__ACTIONS TO TAKE__
A: In the body of the complaint letter about dressing-room lighting, list every word written entirely in capital letters for emphasis.
B: According to the complaint letter about dressing-room lighting, what do the installed lights make the writer look like?
C: Extend the complaint letter about dressing-room lighting, picking up after its final sentence.

Dear Department Store COO,

I thought that you should be made aware of a problem present in your stores. The blue death lighting, you know, in the dressing rooms, where I stare at myself NAKED has got to go. I mean, really? Who told you THAT lighting was complimentary to anyone with a pulse? I realize that you want ambiance that is going to make the clothes that you are peddling look attractive but let me tell you that I don’t care how sparkly or shiny or colorful your stupid shorts are on a hanger, if I spot cellulite anywhere on MY legs in THOSE shorts in YOUR mirror, they’re going right back on that little return rack you have waiting for me outside the dressing room.

Please make note that those lights that you have decided to install make me look like a corpse frozen in Antarctica. Do you think your pretty little sundress is going to look appealing on someone with a blue epidermis? NO, no it’s not. My reflection in the security camera ball makes me look like a supermodel compared to that shit you have in the dressing rooms.

Do you save on your energy bills? Well congratulations on being environmentally friendly, Mother Nature thanks you. But, please remember that Mother Nature isn’t the one almost having a breakdown in your dressing room because nothing looks good on, it’s me, the one armed with Husband’s credit card.

__MATERIAL SUPPLIED__

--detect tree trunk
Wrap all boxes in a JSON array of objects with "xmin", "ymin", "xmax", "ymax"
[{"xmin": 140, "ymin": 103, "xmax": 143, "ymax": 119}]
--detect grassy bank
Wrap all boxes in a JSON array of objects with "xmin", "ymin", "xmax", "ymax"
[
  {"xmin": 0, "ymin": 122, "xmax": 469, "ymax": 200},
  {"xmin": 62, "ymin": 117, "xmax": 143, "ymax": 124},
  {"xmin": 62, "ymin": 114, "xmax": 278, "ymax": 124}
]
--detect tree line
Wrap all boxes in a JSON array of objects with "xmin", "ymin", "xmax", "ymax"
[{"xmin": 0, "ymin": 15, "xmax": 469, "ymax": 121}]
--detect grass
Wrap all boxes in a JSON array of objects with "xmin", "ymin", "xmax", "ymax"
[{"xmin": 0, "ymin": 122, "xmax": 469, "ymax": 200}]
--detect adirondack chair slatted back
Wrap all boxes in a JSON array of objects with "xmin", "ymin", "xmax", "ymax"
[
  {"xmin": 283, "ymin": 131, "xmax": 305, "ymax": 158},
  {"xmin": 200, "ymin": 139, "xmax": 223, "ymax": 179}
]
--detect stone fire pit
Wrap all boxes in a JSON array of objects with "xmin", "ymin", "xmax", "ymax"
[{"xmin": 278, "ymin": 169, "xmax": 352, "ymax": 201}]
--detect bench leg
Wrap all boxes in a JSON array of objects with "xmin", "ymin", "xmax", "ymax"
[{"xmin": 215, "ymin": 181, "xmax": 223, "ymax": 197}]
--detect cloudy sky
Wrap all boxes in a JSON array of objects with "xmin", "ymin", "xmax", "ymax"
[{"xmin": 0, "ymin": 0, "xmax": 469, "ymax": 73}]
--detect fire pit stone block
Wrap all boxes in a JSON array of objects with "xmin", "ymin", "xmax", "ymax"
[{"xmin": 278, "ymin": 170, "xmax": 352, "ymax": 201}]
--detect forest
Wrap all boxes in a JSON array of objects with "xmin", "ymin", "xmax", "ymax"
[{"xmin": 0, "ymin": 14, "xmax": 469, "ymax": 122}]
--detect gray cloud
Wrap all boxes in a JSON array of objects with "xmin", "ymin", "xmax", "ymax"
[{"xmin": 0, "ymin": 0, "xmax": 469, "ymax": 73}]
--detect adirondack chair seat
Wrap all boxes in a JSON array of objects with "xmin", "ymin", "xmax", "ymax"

__RESULTS__
A: NAKED, THAT, MY, THOSE, YOUR, NO

B: A corpse frozen in Antarctica.

C:
While I am at it, I would encourage you to be sure that your clothes don’t run small. If I have to go up a dress size because your dumb asses can’t seem to get your sizes right then I ain’t buying it. What’s that? NO, I did not eat one too many Auntie Anne Pretzels on my way to your store.

Excuse me while I secretly wipe the cheese sauce off my upper lip.

And please, PLEASE don’t put threatening signs up that say that someone might be watching me while I strip down to nothing. Do you KNOW how frightening that is to someone trying to grow out their bikini area for a summer vacation wax?

Thank you for your attention to this matter. Should you wish to contact me I will be huddled in a fetal position in a corner…it’s swimsuit season.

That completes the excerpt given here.